STATED GOAL A> Quote a passage from the OSHA arc flash thread word for word, beginning at the words "OSHA issues serious" and stopping after "on 35kV gear.".

QUOTED TEXT>
▽

# Osha Proposes $88,200 In Fines For Arc Flash Injury



## Zog (Apr 15, 2009)

OSHA has cited O'Connell Electric Co. Inc. of Victor, N.Y., for 14 alleged serious violations of safety standards after a company employee was burned in a May 18 electrical arc flash on the North Campus of the State University of New York (SUNY) Buffalo. The electrical contractor faces a total of $88,200 in proposed fines.

The incident occurred as O'Connell employees were performing maintenance on 34,500 volt electrical switches and transformers in the basement of Baldy Hall. OSHA's inspection found that one of the switches had not first been de-energized, as required, before employees began their work, nor had the switches been properly barricaded and tagged to prevent exposure to live electrical parts.

OSHA also determined that the injured worker and other employees had not been adequately informed about and supplied with adequate personal protective clothing. In addition, they had not been adequately trained in electrical safe work practices and in proper hazardous energy control procedures.

"This is a clear example of the grave consequences that can result when basic electrical safeguards are not provided and used," said Arthur Dube, OSHA's area director in Buffalo. "Electricity can injure and kill almost instantly, which makes it vital that power sources be de-energized and locked out, and workers be properly trained and equipped before electrical work is performed."

OSHA issues serious citations when death or serious physical harm is likely to result from hazards about which the employer knew or should have known.

"One means of preventing hazardous conditions and the accidents that can result from them is to establish an effective safety and health management system through which employers and employees work together to proactively evaluate, identify and eliminate hazards," said Robert Kulick, OSHA's regional administrator in New York.


----------



## Big John (May 23, 2010)

It's hard to get a clear picture of the case when reading only OSHA's perspective, but it paints the picture of very unqualified people doing work on 35kV gear. 

Hard to believe a run-of-the-mill EC would accept that job without significant MV experience.

The only thing I wonder is if they were "just" switching to isolate for lower-voltage work and that's when the failure occurred?

△

MATERIAL>

▽

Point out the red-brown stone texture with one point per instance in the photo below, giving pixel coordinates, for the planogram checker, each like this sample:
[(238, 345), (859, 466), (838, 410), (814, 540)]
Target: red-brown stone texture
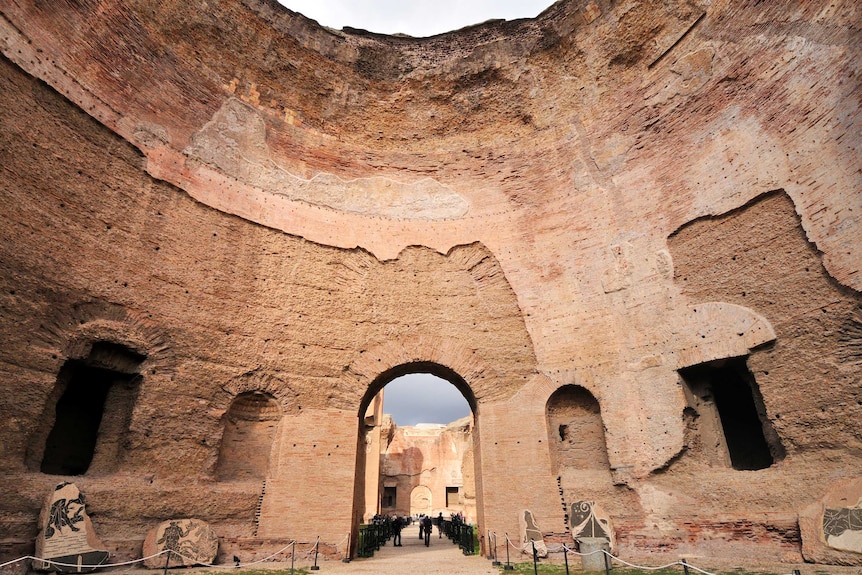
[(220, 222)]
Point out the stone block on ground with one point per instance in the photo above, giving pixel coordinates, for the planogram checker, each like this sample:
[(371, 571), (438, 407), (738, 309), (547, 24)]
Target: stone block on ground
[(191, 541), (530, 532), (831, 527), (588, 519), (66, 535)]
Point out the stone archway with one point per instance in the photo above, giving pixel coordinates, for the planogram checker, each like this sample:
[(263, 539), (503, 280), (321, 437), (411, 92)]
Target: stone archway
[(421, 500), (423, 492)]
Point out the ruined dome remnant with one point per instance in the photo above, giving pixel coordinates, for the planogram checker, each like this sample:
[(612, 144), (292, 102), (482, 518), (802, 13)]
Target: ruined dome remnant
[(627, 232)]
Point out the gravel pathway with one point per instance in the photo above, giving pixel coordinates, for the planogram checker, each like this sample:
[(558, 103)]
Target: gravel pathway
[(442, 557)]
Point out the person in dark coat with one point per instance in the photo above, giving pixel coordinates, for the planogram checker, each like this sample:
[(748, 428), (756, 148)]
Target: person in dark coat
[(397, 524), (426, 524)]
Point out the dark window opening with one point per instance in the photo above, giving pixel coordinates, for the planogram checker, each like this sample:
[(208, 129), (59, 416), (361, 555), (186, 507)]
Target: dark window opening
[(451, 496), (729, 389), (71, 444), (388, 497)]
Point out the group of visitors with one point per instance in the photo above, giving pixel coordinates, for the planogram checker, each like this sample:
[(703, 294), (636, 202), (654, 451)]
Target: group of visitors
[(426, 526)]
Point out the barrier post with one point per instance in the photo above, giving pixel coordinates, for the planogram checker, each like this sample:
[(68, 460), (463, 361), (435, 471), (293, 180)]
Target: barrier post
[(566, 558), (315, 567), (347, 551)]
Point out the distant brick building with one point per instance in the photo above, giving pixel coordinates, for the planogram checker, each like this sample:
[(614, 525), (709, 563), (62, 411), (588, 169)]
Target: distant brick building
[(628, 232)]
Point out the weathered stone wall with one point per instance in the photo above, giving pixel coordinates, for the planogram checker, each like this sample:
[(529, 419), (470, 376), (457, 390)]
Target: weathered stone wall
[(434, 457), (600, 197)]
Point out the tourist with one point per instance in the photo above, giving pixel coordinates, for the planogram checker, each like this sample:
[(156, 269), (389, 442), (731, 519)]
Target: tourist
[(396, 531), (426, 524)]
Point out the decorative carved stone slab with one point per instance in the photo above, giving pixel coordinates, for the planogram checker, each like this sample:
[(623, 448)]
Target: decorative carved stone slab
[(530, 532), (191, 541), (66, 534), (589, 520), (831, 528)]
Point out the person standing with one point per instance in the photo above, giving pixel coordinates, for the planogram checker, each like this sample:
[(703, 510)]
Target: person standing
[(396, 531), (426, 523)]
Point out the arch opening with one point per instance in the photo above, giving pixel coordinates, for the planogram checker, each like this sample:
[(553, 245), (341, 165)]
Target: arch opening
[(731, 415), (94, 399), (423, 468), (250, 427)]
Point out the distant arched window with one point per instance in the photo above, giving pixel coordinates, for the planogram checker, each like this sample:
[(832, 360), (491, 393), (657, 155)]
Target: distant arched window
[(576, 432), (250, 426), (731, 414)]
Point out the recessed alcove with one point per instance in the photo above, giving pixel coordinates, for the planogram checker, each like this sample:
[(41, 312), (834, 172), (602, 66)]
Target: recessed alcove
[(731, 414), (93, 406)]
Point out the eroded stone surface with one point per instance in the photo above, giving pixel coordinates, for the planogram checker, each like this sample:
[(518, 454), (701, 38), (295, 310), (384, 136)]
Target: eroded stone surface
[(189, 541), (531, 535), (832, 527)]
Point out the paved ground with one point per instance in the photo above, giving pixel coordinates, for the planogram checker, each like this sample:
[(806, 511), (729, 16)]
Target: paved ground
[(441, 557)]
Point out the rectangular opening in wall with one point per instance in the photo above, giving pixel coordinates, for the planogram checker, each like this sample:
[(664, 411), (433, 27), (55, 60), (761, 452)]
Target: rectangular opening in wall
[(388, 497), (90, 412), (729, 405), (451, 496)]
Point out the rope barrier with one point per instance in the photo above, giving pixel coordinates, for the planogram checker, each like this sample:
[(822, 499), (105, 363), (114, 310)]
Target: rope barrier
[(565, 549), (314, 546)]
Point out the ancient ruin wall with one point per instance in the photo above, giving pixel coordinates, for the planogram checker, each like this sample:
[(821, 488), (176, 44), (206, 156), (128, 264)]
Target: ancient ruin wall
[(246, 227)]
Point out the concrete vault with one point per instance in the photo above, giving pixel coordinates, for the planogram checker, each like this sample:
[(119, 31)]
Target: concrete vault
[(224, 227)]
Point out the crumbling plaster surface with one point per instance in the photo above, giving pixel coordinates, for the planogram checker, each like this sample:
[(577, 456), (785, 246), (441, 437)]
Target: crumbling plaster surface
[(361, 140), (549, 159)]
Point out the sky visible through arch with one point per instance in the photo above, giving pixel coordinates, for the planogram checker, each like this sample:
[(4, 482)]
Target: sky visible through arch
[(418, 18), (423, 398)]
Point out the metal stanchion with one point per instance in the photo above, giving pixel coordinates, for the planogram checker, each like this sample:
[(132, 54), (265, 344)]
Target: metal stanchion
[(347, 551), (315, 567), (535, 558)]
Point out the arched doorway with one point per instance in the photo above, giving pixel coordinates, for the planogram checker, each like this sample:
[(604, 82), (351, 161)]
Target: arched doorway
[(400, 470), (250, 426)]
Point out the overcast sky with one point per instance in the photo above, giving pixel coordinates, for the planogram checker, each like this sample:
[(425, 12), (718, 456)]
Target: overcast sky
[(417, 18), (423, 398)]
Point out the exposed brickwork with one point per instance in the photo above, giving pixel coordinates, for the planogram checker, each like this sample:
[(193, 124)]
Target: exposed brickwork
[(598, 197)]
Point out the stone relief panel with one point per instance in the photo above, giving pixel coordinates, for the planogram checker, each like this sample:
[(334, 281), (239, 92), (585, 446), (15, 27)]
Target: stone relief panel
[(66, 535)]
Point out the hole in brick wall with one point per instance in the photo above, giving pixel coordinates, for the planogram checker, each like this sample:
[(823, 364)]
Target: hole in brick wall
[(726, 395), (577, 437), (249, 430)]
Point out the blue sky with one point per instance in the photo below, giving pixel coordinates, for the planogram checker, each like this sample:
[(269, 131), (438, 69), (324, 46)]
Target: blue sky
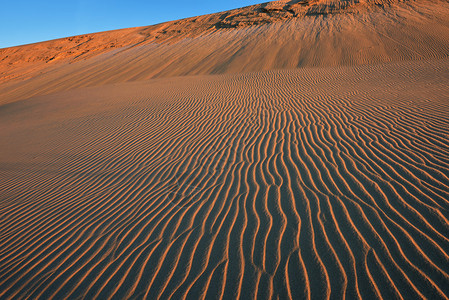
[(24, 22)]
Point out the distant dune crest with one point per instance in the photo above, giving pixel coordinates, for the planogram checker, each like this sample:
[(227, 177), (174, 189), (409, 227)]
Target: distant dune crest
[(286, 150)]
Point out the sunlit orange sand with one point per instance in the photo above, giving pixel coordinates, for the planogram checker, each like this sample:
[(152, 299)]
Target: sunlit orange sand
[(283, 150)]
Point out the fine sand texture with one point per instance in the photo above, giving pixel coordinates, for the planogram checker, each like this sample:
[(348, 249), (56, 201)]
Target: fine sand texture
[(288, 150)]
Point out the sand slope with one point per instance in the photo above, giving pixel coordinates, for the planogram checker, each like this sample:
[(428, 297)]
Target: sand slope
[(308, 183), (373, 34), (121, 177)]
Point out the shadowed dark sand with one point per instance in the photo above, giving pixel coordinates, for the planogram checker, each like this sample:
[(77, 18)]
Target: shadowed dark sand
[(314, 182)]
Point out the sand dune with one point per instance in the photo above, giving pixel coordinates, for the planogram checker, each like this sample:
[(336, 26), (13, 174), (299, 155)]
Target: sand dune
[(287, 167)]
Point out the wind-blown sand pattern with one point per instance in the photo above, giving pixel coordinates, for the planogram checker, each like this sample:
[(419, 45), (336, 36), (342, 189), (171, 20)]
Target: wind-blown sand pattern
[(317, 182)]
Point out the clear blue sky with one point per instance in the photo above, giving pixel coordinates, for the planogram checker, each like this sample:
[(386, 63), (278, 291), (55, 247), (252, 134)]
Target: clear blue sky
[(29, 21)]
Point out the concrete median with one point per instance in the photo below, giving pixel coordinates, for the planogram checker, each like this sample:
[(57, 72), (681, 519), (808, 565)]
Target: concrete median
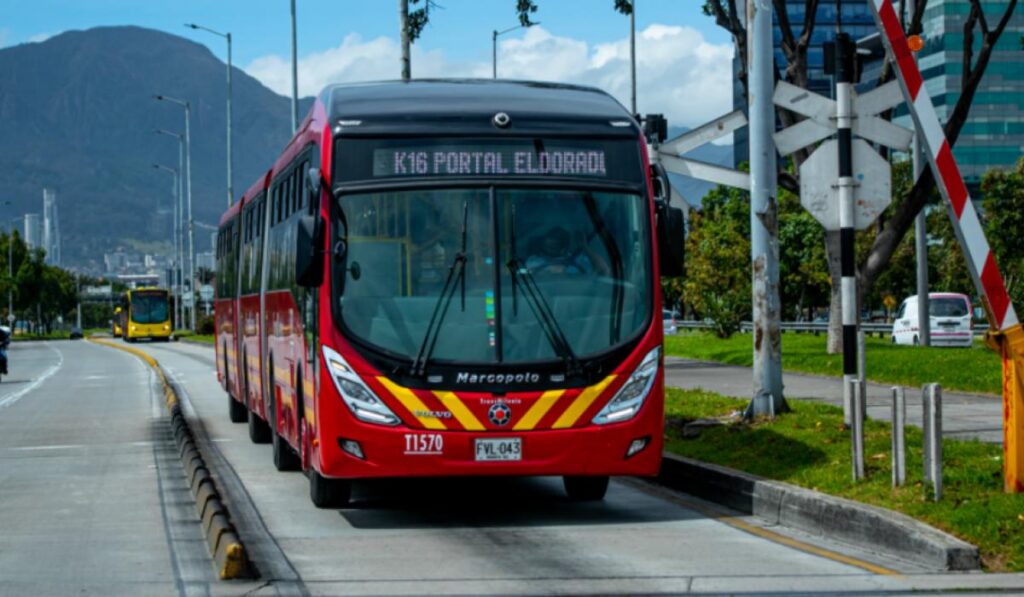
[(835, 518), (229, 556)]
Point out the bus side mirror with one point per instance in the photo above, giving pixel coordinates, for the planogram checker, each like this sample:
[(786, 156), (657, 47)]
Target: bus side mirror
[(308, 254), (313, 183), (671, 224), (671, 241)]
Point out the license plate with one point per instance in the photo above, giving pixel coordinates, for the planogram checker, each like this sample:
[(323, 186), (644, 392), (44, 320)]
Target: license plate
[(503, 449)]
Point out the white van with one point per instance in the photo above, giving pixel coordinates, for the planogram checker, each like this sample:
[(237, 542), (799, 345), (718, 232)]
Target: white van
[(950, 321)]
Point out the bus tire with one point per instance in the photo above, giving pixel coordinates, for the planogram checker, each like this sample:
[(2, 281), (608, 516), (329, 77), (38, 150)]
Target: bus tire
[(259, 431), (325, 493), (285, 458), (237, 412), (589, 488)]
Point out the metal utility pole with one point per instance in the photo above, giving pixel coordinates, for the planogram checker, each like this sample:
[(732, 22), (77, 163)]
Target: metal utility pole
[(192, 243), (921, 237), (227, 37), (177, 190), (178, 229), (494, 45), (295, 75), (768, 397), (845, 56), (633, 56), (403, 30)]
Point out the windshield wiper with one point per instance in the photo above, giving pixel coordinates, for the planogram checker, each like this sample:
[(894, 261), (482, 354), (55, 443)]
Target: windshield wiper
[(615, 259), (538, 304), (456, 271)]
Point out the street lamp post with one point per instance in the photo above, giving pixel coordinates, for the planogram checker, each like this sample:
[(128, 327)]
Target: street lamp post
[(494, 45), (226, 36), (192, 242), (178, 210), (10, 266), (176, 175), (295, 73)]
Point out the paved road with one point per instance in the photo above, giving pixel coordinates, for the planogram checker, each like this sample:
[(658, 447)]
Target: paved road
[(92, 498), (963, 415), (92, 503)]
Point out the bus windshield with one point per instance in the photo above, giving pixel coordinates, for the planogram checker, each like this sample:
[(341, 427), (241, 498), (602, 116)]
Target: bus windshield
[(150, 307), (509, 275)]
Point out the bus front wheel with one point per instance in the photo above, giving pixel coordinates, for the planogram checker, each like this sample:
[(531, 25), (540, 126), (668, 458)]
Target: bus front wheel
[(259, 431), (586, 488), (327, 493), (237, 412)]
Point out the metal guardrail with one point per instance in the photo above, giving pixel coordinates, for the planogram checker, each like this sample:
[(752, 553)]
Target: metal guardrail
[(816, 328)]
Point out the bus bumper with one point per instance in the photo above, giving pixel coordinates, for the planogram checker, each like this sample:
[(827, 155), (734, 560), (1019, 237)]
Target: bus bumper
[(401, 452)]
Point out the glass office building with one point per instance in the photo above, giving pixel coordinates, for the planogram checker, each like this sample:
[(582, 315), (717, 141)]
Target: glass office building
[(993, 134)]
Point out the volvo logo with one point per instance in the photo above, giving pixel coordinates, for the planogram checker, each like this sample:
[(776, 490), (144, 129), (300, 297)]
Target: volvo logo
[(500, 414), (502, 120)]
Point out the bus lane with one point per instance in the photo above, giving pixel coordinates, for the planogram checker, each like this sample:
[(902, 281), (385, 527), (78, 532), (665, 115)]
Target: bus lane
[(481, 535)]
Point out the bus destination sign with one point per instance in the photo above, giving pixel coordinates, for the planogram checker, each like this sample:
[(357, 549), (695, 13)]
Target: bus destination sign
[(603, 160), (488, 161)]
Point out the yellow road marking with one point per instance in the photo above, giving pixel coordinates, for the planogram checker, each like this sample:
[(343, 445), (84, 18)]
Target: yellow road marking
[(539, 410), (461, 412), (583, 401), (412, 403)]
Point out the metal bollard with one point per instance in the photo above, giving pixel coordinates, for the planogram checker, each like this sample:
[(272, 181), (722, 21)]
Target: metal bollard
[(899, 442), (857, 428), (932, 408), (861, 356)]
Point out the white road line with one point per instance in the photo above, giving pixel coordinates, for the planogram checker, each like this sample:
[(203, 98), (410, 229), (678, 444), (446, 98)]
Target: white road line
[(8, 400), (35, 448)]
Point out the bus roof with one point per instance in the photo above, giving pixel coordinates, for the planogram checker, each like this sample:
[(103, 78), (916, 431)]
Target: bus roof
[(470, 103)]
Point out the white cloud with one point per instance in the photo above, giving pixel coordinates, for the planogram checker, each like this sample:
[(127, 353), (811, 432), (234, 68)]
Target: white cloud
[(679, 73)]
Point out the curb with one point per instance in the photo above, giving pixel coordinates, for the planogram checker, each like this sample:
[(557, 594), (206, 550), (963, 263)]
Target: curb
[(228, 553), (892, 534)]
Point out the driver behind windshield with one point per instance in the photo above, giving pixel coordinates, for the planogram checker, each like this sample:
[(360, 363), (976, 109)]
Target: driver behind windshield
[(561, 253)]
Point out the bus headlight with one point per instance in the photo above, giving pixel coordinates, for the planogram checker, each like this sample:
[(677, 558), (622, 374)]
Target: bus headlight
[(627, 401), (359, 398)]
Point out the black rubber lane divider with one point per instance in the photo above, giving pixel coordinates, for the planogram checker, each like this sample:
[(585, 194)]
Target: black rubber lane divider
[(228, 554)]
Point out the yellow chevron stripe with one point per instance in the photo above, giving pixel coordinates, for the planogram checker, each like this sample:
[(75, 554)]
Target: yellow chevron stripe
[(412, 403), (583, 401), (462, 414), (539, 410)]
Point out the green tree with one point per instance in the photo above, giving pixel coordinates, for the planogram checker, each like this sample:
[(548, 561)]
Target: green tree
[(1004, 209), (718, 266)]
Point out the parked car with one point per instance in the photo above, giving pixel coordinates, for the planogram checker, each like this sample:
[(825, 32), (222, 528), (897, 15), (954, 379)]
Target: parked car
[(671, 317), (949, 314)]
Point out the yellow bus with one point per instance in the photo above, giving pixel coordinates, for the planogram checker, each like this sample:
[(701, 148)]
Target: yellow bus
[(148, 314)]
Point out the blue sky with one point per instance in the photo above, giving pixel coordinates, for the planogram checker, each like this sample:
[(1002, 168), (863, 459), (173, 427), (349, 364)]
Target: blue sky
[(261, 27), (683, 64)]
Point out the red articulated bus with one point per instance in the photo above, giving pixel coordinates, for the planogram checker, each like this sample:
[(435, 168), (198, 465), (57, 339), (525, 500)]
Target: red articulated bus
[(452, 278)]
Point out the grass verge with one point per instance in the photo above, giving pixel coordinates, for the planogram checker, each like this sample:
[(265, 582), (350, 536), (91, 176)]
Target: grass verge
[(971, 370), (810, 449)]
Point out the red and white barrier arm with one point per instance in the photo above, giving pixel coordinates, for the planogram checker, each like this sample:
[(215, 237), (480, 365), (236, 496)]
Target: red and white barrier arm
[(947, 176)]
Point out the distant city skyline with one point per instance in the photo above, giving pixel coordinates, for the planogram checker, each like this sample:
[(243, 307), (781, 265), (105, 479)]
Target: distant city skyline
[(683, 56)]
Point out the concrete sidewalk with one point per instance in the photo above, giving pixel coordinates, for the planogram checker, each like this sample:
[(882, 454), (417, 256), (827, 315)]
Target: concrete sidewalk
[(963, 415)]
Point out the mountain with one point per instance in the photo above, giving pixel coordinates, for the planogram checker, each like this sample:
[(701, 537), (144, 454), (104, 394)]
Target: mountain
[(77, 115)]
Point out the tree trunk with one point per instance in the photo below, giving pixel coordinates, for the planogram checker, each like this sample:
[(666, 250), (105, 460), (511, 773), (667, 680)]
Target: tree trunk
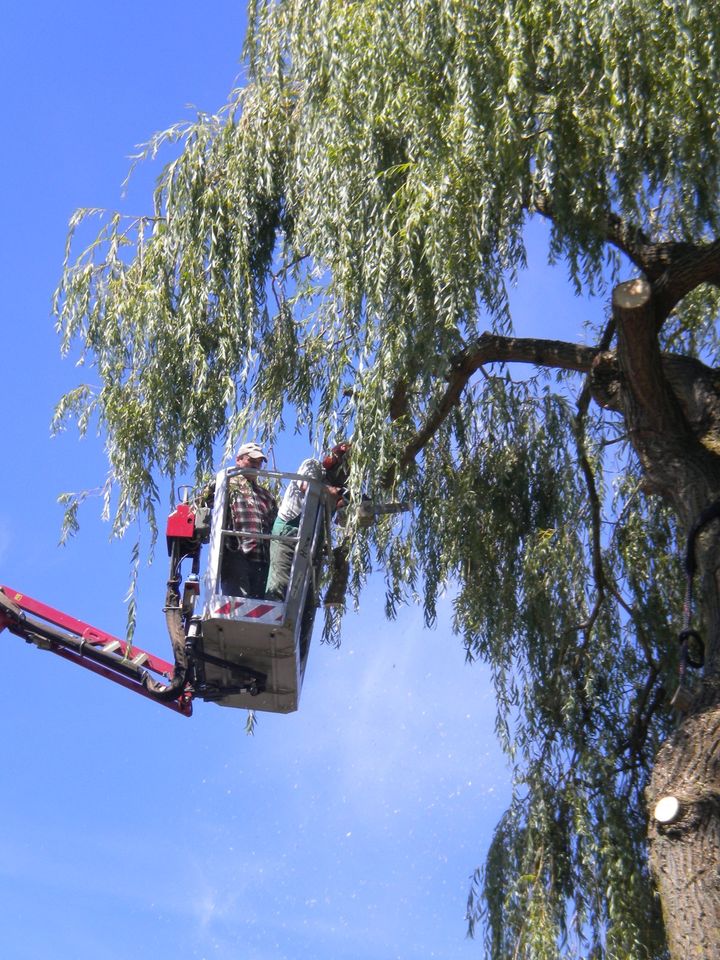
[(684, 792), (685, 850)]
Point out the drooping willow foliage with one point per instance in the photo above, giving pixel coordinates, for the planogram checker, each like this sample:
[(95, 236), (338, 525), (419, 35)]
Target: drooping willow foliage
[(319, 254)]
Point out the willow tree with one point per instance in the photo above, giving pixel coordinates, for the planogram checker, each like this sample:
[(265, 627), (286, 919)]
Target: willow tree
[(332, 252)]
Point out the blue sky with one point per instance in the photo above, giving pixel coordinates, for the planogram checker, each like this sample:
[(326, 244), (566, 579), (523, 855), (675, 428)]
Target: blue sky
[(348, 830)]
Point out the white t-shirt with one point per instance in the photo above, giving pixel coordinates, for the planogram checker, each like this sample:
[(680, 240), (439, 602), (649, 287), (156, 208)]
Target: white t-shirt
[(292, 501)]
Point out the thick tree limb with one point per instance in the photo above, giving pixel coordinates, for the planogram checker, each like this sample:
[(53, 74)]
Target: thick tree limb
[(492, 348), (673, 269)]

△

STATED GOAL B> Rewrite the listing lines from the one containing "Point out the metal utility" through the one containing "[(150, 307), (509, 275)]", both included, keeping the requests and adding 27 to every coordinate in the answers.

EXERCISE OUTPUT A>
OSHA issues serious citations when death or serious physical harm is likely to result from hazards about which the employer knew or should have known.

"One means of preventing hazardous conditions and the accidents that can result from them is to establish an effective safety and health management system through which employers and employees work together to proactively evaluate, identify and eliminate hazards," said Robert Kulick, OSHA's regional administrator in New York.


----------



## Big John (May 23, 2010)

It's hard to get a clear picture of the case when reading only OSHA's perspective, but it paints the picture of very unqualified people doing work on 35kV gear.

EXERCISE OUTPUT B>
Point out the metal utility pole with one point per instance in the photo above, giving pixel coordinates, for the planogram checker, each like this sample:
[(732, 22), (77, 163)]
Target: metal utility pole
[(219, 270), (948, 264), (254, 64), (204, 217), (205, 256), (521, 72), (322, 102), (795, 424), (872, 83), (660, 83), (430, 57)]
Point out the windshield wiper with one point per instance in the photo above, giving pixel coordinates, for the planogram checker, each like this sample:
[(894, 261), (482, 354), (55, 443)]
Target: windshield wiper
[(642, 286), (565, 331), (483, 298)]
Point out the street lamp post with one point per instance in the photo above, giving pixel coordinates, for the planogram checker, each like this sample:
[(128, 327)]
Target: street lamp post
[(521, 72), (253, 63), (219, 269), (205, 237), (37, 293), (203, 202), (322, 100)]
Point out the paved road with one point per instance in the photo above, giving pixel coordinates, for the planogram checker, each like this sample:
[(658, 447)]
Target: paved road
[(119, 525), (990, 442), (119, 530)]
Point out the bus windshield with one point per instance in the photo above, giving pixel coordinates, for the planogram checker, each like this sample:
[(341, 427), (241, 498), (602, 116)]
Target: bus windshield
[(177, 334), (536, 302)]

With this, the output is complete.